#### [ОТРЫВОК]
Другая написанная мною в том же году статья не была опубликована. История ее такова.
Пришел Генри и предложил написать совместную статью о роли и ответственности интеллигенции в современном мире. Он задает вопросы, а я отвечаю – такова была предложенная им форма. Я согласился. Но то, что я написал, несколько напугало Генри своей радикальностью – я уже приближался в этом тексте к основным концепциям «Размышлений о прогрессе...». Я возил (три остановки на автобусе) рукопись по частям машинистке, жившей недалеко от метро «Сокол». Я уже несколько лет пользовался ее услугами для перепечатки рукописей научных и научно-популярных статей. Когда я получал последнюю часть, увидел, что она чем-то напугана. Она сказала, что у нее изменилось то ли семейное, то ли служебное положение и она больше не может брать у меня работу. Она что-то явно темнила. Я думаю, что ее посетили из ГБ. После этого «Размышления о прогрессе...» я перепечатывал на объекте.
В редакции «Литературной газеты» Генри сказали, что не могут напечатать рукопись без авторитетного разрешения. Я думаю, что уже было какое-то предварительное разрешение, но я вышел из согласованных рамок. Через Министерство я послал рукопись Суслову (так меня просил Генри). Прошло две или три недели, и пришло письмо, подписанное секретарем Суслова. Он сообщал, что Михаил Андреевич нашел мою рукопись очень интересной, но, по его мнению, публикация ее в настоящее время нецелесообразна, так как в статье есть некоторые положения, которые могут быть неправильно истолкованы. По просьбе Генри я отвез рукопись ему (это было в первый раз, как я посетил его большую и холостяцкую, по моему впечатлению, квартиру, со множеством книг и сувениров из заграничных поездок) – и забыл обо всем этом деле.

#### [ЗАДАНИЕ 1]
Кому, согласно отрывку о неопубликованной статье, рукопись была послана через Министерство?
#### [ЗАДАНИЕ 2]
Пожалуйста, перепечатайте часть отрывка о неопубликованной статье: начните со слов «Пришел Генри и» и остановитесь после слов «перепечатывал на объекте.».
#### [ЗАДАНИЕ 3]
Продолжите отрывок о неопубликованной статье начиная с места, где он заканчивается.

#### [РАЗДЕЛ ДАННЫХ]

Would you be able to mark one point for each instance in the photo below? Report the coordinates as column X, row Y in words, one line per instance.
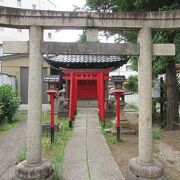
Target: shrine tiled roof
column 85, row 59
column 75, row 61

#### [ИТОГОВЫЙ ОТВЕТ 1]
Суслову.

#### [ИТОГОВЫЙ ОТВЕТ 2]
Пришел Генри и предложил написать совместную статью о роли и ответственности интеллигенции в современном мире. Он задает вопросы, а я отвечаю – такова была предложенная им форма. Я согласился. Но то, что я написал, несколько напугало Генри своей радикальностью – я уже приближался в этом тексте к основным концепциям «Размышлений о прогрессе...». Я возил (три остановки на автобусе) рукопись по частям машинистке, жившей недалеко от метро «Сокол». Я уже несколько лет пользовался ее услугами для перепечатки рукописей научных и научно-популярных статей. Когда я получал последнюю часть, увидел, что она чем-то напугана. Она сказала, что у нее изменилось то ли семейное, то ли служебное положение и она больше не может брать у меня работу. Она что-то явно темнила. Я думаю, что ее посетили из ГБ. После этого «Размышления о прогрессе...» я перепечатывал на объекте.

#### [ИТОГОВЫЙ ОТВЕТ 3]
Но история на этом не кончилась. Через несколько лет я узнал, что статья все же была напечатана очень небольшим тиражом в сборнике «Политический дневник» (возможно, он был машинописный). Несколько номеров его попали за рубеж. Ходили слухи, что это издание для КГБ или «самиздат для начальства». Еще через несколько лет Рой Медведев заявил, что составитель сборника – он. Но как к нему попала моя статья – до сих пор не знаю.
* * *
В июне или июле 1967 года мне по просьбе М. А. Леонтовича передали конверт, в котором были письмо Ларисы Богораз – жены находившегося тогда в Мордовских лагерях Юлия Даниэля – о тяжелом положении ее мужа, с просьбой помочь, и статья, нечто вроде художественного репортажа о ее поездке к мужу в лагерь. Я как раз собирался улетать на объект и взял письмо с собой.